→ Task goal
Edit the data starting at the line containing "written like (487,254)." and ending at the line containing "Query: seagull head", changing every "seagull head" to "gull beak" and leaving everything else as it is. Return only those lines.

→ Given information
====================
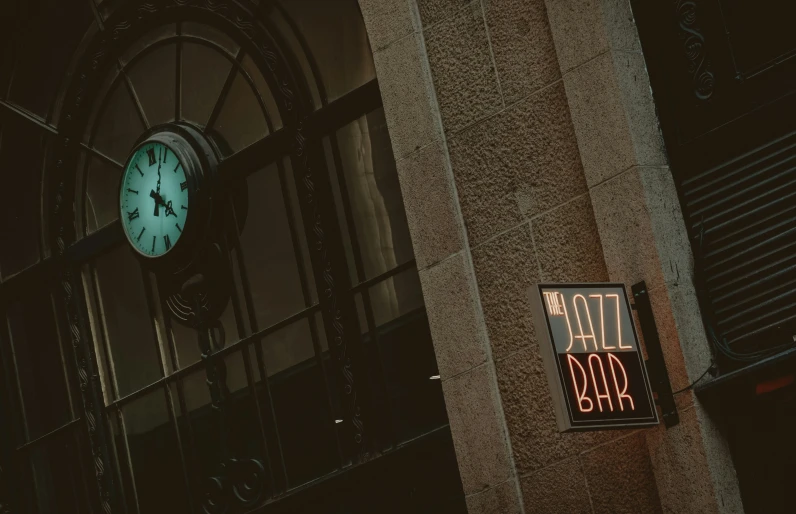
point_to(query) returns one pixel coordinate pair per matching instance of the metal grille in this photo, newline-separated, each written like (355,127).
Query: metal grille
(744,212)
====================
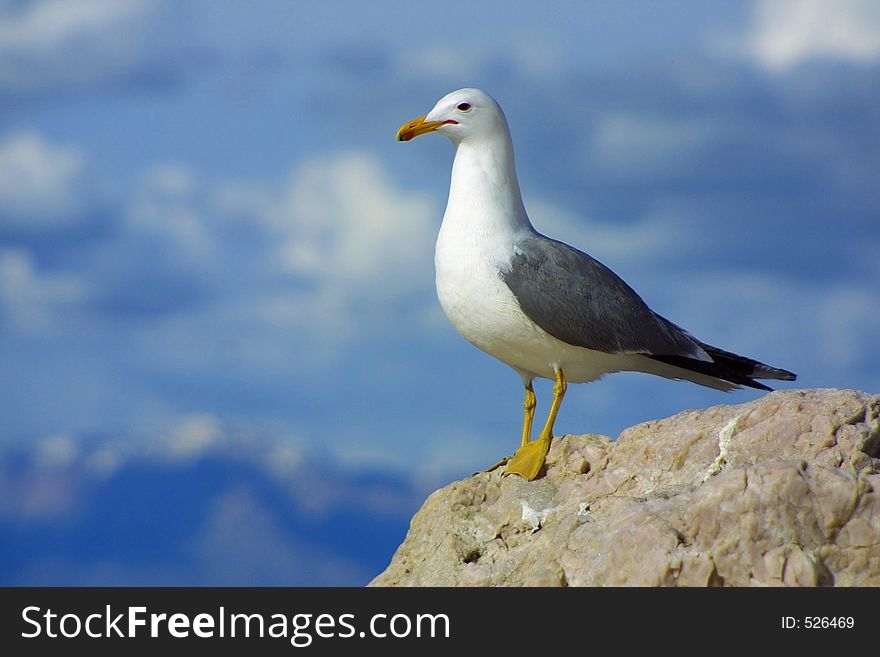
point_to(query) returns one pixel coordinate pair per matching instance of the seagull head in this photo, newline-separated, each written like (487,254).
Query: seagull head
====================
→ Reply
point_to(query) returns one pixel coordinate pair per matching instance of the gull beak in this photo, newline-separated, each written like (487,254).
Query: gull beak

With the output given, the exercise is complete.